Levine on Capra

   

Throughout the films of the Depression it was the city, as the representative of modernity, that corrupted the traditional dream and fouled the promise of America; the city that spawned the amoral men and fallen women of the gangster films; the city that formed the backdrop for the glittering but empty antics of the glamorous men and women of the decade's screwball comedies.

Hollywood's Washington became a symbol of the forces

and developments that had derailed America from its

destiny and led it astray. Into the nation’s capital, troop

 a group of starry-eyed reformers from smalltown America

who quickly become the dupes or victims of the sordid,

cynical urban businessmen, journalists, politicians, and lobbyists.

++++++++++++++++++++

**REQUIRED TASKS:**
**a)** In the passage on Depression-era films, what formed the backdrop for the antics of the glamorous men and women of the screwball comedies?
**b)** Why does the passage on Depression-era films say the city corrupted the traditional dream? Explain in one to three sentences.
**c)** Continue the passage on Depression-era films from its final sentence.
The data that follow come from a separate source.

Excerpts from location labeling data:
++++++++++++++++++++

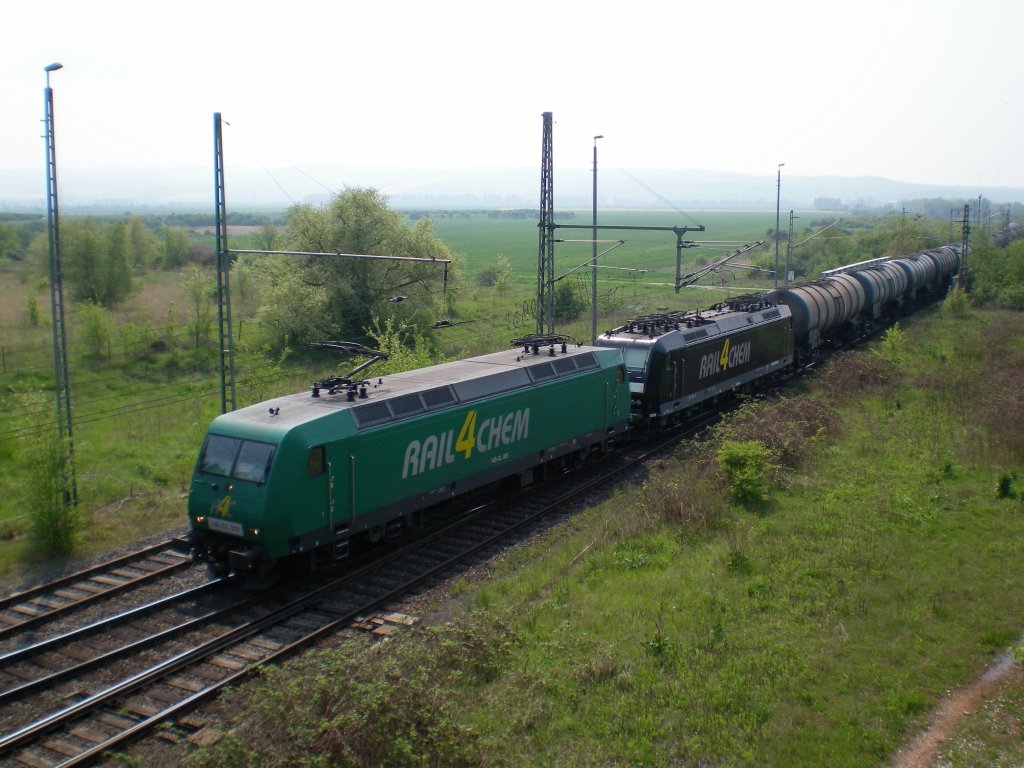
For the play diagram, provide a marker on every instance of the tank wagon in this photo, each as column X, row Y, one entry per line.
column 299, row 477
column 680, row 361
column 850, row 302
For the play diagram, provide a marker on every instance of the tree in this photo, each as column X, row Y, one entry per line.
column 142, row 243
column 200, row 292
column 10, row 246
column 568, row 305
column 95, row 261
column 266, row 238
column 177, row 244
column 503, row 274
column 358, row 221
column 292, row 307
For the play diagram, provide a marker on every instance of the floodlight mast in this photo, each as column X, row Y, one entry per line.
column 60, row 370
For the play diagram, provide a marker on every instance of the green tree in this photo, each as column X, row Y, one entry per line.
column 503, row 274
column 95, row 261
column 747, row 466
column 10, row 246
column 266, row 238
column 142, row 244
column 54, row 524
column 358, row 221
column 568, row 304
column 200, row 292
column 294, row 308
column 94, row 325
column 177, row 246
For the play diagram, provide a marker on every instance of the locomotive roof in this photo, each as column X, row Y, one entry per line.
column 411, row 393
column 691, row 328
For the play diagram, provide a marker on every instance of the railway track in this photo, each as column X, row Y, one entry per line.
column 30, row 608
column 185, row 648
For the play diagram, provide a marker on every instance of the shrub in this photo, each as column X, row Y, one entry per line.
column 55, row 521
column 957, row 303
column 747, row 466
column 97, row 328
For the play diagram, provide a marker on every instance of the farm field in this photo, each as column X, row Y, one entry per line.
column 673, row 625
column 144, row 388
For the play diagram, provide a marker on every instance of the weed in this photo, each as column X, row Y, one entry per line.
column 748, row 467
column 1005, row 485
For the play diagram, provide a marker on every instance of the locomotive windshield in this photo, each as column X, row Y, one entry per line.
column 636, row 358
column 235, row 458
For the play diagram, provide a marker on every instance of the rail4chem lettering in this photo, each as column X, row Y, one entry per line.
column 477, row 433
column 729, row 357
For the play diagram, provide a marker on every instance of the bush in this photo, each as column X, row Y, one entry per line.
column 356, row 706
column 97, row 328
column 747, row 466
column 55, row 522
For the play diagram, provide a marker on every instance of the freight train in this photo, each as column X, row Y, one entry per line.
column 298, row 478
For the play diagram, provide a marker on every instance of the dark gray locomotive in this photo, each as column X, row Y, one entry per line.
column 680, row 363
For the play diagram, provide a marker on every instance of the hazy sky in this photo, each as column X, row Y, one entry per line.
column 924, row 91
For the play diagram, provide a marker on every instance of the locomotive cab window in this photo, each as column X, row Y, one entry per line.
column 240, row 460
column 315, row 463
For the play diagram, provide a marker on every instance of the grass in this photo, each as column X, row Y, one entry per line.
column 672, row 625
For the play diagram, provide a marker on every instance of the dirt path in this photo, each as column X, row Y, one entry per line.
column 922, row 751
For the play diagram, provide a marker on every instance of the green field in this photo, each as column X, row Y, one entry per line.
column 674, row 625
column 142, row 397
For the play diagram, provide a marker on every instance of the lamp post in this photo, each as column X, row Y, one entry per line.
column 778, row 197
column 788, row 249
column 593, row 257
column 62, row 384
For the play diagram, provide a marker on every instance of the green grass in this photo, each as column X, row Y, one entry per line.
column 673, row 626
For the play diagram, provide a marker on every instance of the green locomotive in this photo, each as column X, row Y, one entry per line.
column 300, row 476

++++++++++++++++++++

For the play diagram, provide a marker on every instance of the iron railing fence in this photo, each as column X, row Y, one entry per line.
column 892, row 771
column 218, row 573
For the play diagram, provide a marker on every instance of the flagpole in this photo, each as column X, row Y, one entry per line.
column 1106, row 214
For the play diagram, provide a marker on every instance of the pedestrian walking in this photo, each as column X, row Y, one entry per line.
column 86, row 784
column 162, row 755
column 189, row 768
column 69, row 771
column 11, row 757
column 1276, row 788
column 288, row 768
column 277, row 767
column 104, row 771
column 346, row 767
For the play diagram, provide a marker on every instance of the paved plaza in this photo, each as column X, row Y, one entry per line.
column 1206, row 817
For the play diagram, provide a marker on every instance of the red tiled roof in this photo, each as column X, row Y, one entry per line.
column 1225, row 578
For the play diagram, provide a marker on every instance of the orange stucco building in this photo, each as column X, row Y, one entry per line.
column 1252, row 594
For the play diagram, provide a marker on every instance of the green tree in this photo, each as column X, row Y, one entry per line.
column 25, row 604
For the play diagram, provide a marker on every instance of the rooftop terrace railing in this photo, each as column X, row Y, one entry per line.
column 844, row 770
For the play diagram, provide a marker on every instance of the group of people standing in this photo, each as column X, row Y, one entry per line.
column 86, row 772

++++++++++++++++++++

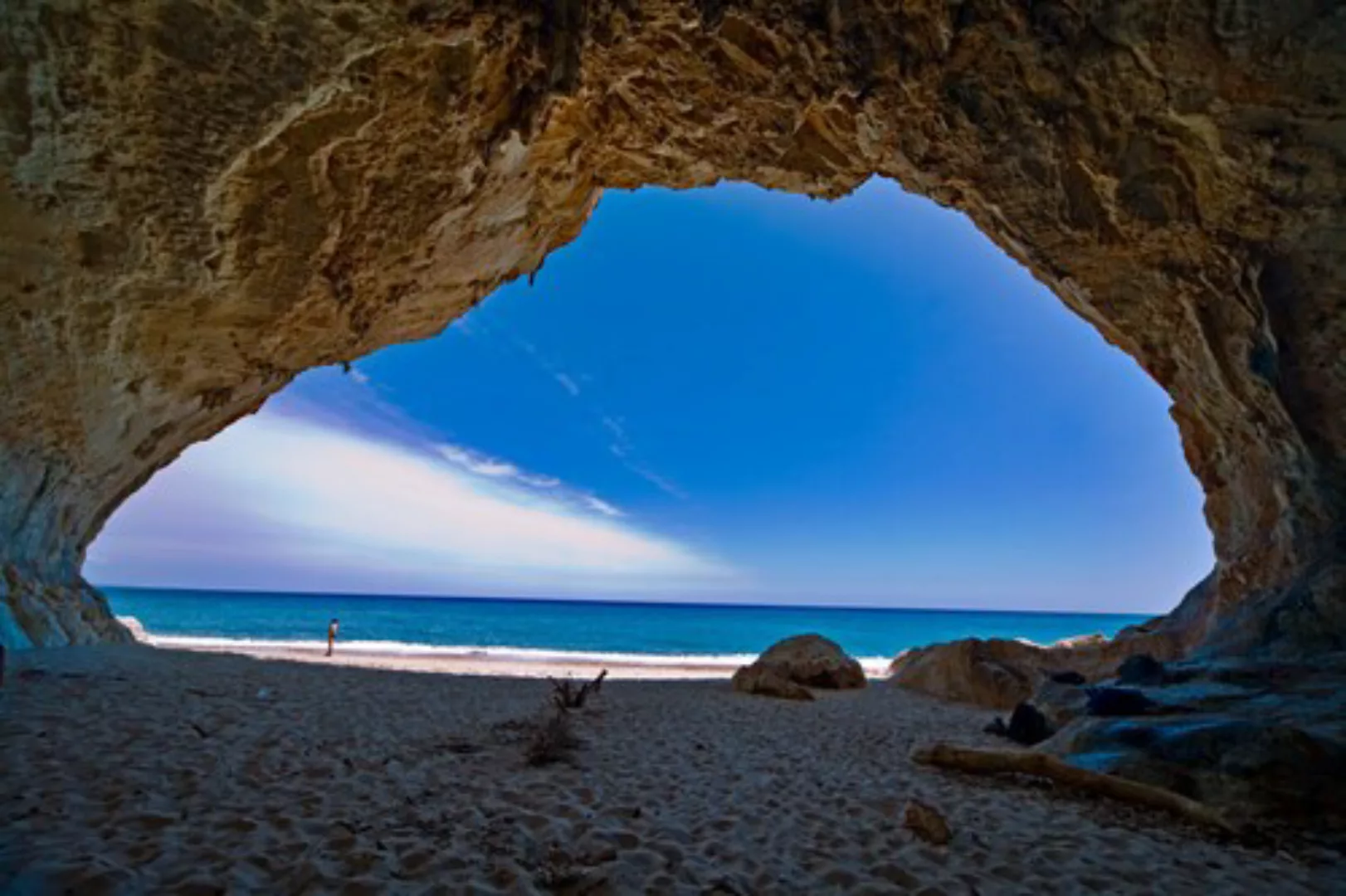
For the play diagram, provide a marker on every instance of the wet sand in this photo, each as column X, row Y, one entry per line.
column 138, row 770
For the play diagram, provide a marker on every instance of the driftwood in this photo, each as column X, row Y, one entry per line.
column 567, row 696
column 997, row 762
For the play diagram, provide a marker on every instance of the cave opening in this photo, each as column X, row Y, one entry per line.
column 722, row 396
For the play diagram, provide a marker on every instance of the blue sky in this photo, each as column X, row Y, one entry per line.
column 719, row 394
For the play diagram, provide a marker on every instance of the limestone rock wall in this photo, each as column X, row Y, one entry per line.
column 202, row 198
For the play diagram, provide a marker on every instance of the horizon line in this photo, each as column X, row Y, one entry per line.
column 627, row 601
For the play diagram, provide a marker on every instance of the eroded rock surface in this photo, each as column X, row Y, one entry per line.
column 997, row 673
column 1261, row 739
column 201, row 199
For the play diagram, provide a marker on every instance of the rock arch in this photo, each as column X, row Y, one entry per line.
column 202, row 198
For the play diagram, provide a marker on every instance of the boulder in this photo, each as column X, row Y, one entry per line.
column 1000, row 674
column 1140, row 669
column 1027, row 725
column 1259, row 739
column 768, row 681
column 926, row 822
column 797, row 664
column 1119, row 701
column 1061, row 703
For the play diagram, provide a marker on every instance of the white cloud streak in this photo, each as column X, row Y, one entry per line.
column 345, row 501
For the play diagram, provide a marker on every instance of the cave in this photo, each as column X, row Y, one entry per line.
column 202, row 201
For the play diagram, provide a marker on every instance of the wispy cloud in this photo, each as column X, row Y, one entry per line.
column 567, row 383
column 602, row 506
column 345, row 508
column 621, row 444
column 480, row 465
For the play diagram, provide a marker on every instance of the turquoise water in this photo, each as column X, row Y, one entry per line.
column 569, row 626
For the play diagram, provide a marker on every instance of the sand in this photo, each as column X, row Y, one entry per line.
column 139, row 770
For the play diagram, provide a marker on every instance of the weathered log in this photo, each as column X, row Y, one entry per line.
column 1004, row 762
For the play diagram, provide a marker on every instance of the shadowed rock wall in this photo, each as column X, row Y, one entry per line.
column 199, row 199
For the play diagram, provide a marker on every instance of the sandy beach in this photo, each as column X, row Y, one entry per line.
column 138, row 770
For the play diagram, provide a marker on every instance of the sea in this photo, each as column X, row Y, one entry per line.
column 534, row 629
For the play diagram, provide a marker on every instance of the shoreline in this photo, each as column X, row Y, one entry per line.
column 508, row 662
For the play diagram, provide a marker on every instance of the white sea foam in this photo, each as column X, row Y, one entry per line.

++++++++++++++++++++

**FINAL RESULTS:**
**a)** The city.

**b)** The city stood as the representative of modernity. In that role, the films cast it as the force that corrupted the traditional dream and fouled the promise of America.

**c)**
Babe Bennett and Clarissa Saunders, like their counterpart

Anne Mitchell, in Meet John Doe, are drawn back to the

small-town innocence and unpretentiousness they--and

America--have somewhere lost. They had been, as Babe

puts it, "too busy being smart alecks. Too busy in a crazy competition for nothing.' But with the help of unspoiled individuals like Deeds, Smith, and Doe, whom America presumably still had in abundance, they could redeem themselves. And this is precisely what so many of Capra's--and Hollywood's--Depression films are about: redemption. As Leonard Quart has observed, Capra was not concerned with the politics of social restructuring or revolution but with the politics of conversion and moral regeneration. If the films of the early Depression flirted with the need for social change and authority, Capra's political films dealt with the need for a return to the basics of American tradition.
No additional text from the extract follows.